■ Written task
Print the whole listing exactly.

(Data listing)
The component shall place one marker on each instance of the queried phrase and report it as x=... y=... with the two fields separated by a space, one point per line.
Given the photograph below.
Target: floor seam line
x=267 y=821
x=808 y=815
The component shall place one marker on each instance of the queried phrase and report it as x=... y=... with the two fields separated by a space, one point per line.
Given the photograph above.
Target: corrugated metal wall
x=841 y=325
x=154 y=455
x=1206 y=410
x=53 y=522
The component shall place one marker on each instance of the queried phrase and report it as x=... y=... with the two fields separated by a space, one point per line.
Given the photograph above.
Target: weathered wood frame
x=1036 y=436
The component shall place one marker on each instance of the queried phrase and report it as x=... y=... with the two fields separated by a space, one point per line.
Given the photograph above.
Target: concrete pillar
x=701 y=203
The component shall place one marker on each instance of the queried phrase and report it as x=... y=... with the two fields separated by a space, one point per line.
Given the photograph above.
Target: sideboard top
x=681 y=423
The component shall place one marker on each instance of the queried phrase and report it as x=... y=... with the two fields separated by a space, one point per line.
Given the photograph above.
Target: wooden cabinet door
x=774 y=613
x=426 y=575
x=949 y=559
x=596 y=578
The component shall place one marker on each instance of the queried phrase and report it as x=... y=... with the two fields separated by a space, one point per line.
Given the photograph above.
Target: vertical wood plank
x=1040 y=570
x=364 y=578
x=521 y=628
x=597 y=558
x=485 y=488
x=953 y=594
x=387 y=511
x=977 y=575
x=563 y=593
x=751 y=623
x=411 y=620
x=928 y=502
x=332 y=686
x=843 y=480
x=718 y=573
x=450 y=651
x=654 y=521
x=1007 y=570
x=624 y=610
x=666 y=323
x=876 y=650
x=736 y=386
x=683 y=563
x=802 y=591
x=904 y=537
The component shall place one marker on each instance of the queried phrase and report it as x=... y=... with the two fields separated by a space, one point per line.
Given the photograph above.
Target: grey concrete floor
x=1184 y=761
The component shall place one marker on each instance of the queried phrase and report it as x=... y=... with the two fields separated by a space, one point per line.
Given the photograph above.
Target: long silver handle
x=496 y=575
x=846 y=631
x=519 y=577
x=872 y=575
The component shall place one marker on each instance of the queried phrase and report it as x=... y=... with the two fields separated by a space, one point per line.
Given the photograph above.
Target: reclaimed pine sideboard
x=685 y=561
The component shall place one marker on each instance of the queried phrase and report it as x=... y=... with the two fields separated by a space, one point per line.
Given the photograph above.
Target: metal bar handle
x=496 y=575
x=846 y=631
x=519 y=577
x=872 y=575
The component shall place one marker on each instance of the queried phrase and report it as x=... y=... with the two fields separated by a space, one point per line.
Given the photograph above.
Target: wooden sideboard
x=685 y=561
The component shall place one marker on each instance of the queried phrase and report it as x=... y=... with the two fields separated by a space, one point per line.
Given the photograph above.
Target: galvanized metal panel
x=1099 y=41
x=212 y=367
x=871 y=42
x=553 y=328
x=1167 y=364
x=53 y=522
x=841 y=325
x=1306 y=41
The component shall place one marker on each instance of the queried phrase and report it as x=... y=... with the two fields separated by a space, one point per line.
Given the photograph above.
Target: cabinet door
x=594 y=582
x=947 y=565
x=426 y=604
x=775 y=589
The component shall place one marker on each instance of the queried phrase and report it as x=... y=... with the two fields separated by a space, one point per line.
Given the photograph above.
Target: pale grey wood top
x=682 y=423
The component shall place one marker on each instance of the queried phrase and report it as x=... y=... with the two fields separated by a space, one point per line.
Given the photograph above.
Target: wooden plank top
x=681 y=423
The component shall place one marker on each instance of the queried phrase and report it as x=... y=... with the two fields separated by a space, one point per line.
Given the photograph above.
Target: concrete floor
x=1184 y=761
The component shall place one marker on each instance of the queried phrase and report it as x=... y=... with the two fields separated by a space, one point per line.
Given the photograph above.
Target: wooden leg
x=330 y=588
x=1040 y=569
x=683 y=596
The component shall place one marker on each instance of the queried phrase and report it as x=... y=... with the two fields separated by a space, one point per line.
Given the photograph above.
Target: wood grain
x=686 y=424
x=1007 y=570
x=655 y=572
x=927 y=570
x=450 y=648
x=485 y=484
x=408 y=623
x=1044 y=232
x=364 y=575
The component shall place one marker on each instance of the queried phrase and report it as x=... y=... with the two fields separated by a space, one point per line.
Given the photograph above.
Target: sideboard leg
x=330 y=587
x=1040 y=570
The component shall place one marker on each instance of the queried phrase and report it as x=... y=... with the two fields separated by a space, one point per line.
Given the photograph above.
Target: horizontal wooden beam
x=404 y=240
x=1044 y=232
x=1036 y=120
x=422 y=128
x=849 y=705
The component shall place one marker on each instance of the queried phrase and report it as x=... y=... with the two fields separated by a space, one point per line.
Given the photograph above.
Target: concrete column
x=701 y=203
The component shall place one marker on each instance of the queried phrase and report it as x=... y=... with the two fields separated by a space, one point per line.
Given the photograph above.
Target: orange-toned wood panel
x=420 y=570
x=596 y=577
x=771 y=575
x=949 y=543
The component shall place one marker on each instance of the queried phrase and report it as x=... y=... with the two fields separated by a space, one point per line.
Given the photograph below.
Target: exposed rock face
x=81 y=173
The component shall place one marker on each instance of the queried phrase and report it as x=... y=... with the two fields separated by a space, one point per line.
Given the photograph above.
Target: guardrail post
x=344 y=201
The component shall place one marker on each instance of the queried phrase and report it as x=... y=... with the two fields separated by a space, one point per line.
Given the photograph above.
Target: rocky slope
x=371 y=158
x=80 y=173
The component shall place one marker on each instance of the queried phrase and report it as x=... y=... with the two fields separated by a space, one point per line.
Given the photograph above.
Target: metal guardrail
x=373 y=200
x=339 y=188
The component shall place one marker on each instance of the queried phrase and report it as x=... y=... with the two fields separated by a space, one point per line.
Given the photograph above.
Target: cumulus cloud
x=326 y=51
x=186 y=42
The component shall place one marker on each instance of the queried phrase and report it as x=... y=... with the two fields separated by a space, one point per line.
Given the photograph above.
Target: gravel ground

■ Solution for this exercise
The component shall place one marker on each instance of the queried phrase and report it as x=... y=... with the two fields separated by a space, one point per line.
Given the photograph below.
Target: floor seam line
x=267 y=821
x=808 y=815
The component shall place one marker on each instance of the queried phrase and report it as x=... y=... with the two fields separated by a space, one point per line.
Given the photograph above.
Target: corrugated metal wall
x=841 y=325
x=154 y=455
x=1206 y=410
x=53 y=522
The component shall place one marker on each instance of the queried phrase and report it as x=... y=... with the two fields separated by a space, one point per line.
Given the photograph above.
Target: weathered wood frame
x=1036 y=436
The component shall place one marker on each instance of the queried phrase and report it as x=... y=... with the two fields separated by a space, one point per line.
Given the photograph above.
Target: concrete pillar
x=701 y=203
The component shall place one marker on each instance of the queried phrase and report it as x=... y=... with the two fields separated by a space, one point per line.
Given the photograph above.
Target: sideboard top
x=681 y=423
The component shall place one marker on each instance of the queried phrase and report it as x=... y=... with the two fields separated by a space, one point per line.
Given the photograph above.
Target: wooden cabinet door
x=774 y=613
x=426 y=575
x=949 y=559
x=596 y=578
The component shall place one marker on each instance of the queried phrase and report it as x=... y=... with the two fields separated by a space, one point per line.
Given the photograph above.
Target: vertical wood plank
x=1040 y=570
x=364 y=578
x=521 y=628
x=597 y=558
x=485 y=488
x=953 y=594
x=387 y=511
x=977 y=575
x=563 y=593
x=751 y=623
x=411 y=620
x=928 y=502
x=332 y=686
x=843 y=480
x=718 y=573
x=450 y=651
x=654 y=521
x=1007 y=570
x=624 y=610
x=666 y=323
x=876 y=650
x=736 y=386
x=683 y=563
x=802 y=591
x=904 y=537
The component shall place one marker on each instance of the queried phrase and report it as x=... y=... with the two fields separated by a space, one point per line.
Given the photograph above.
Target: grey concrete floor
x=1184 y=761
The component shall place one marker on each instance of the queried phrase and report it as x=... y=... with the two fields separated by a space, one point per line.
Given the photograph above.
Target: long silver handle
x=496 y=575
x=846 y=631
x=519 y=577
x=872 y=575
The component shall place one marker on each instance of the queried phrase and report it as x=... y=... with the two fields separated by a space, one point per line.
Given the photograph above.
Target: reclaimed pine sideboard
x=685 y=561
The component shall place one marker on each instance of the queried phrase and report it as x=... y=... with the two fields separated by a space, one point per line.
Given the photograph above.
Target: metal bar handle
x=496 y=575
x=846 y=631
x=519 y=577
x=872 y=575
The component shall place one marker on each instance of the queried phrase and report it as x=... y=... with the two fields separated by a space, one point per line.
Given the photograph above.
Target: wooden sideboard
x=685 y=561
The component shall place one marker on each instance of the queried phrase and report it as x=... y=... with the two fields separated by a space, one point per line.
Given the photograph above.
Target: galvanized metal panel
x=1099 y=41
x=212 y=367
x=871 y=42
x=553 y=328
x=1167 y=364
x=53 y=522
x=841 y=325
x=1306 y=41
The component shall place one marker on each instance of the queried phrase and report it as x=... y=... with the two fields separated by a space, one point per line.
Given the photograph above.
Target: cabinet door
x=594 y=582
x=947 y=565
x=426 y=604
x=775 y=589
The component shall place one marker on each instance of the queried phrase and report it as x=... y=... with the two fields separated by a space, one point per line.
Given the photograph above.
Target: pale grey wood top
x=682 y=423
The component shall place one marker on each instance of the queried phrase and report it as x=... y=... with the two fields separated by a space, one point per line.
Given the photograph above.
Target: wooden plank top
x=681 y=423
The component shall place one marker on each instance of the queried phrase and report it as x=... y=... with the two fields separated by a space, one point per line.
Given the photograph above.
Target: concrete floor
x=1184 y=761
The component shall place one marker on each instance of the queried phrase and report it as x=... y=... with the two fields separated by a space, one point per line.
Given the photograph above.
Target: wooden leg
x=330 y=588
x=1040 y=569
x=683 y=596
The component shall place one marker on each instance of the queried phrase and report it as x=... y=... with the two fields separated by a space, one point per line.
Given the photograph above.
Target: wood grain
x=686 y=424
x=1007 y=570
x=655 y=572
x=927 y=570
x=450 y=648
x=485 y=484
x=408 y=623
x=1044 y=232
x=364 y=575
The component shall place one marker on each instance of the queried phrase and report it as x=... y=... with the two fields separated by a space, one point per line.
Given the photograph above.
Target: sideboard leg
x=330 y=587
x=1040 y=570
The component shall place one marker on each instance of the queried phrase and report it as x=... y=... with the two fields separated by a space, one point per line.
Given the photograph above.
Target: horizontal wooden beam
x=404 y=240
x=1044 y=232
x=1036 y=120
x=422 y=128
x=849 y=705
The component shall place one marker on each instance of the queried phrase and report it as x=... y=... with the two fields separated by a space, one point per line.
Given the photograph above.
Target: concrete column
x=701 y=203
The component shall place one marker on each instance of the queried phrase and report it as x=... y=... with the two fields separated by a space, one point per line.
Given the photograph above.
Target: orange-toned wood panel
x=420 y=570
x=596 y=577
x=771 y=575
x=949 y=543
The component shall place one marker on each instance of the queried phrase and report it as x=... y=... with the two fields separated by a space, one point per line.
Given the photograph below.
Target: exposed rock face
x=81 y=173
The component shall place one marker on each instance of the queried phrase and report it as x=... y=... with the two fields separated by a space, one point per line.
Given the photograph above.
Target: guardrail post
x=344 y=201
The component shall place one marker on each instance of the queried phrase and report it as x=... y=... with the two fields separated by a space, one point per line.
Given the photograph above.
Target: rocky slope
x=371 y=158
x=80 y=173
The component shall place one marker on each instance of the queried phrase and report it as x=... y=... with the two fields separated by a space, one point per line.
Given the photograph above.
Target: metal guardrail
x=373 y=200
x=339 y=188
The component shall place one marker on each instance of the queried phrase and report it as x=... y=... with the two fields separated by a space, one point per line.
Given the photograph above.
Target: cumulus cloud
x=326 y=51
x=186 y=42
The component shall place one marker on each instance of the queried phrase and report it as x=... y=... with the two fields separated by a space, one point per line.
Given the photograph above.
Target: gravel ground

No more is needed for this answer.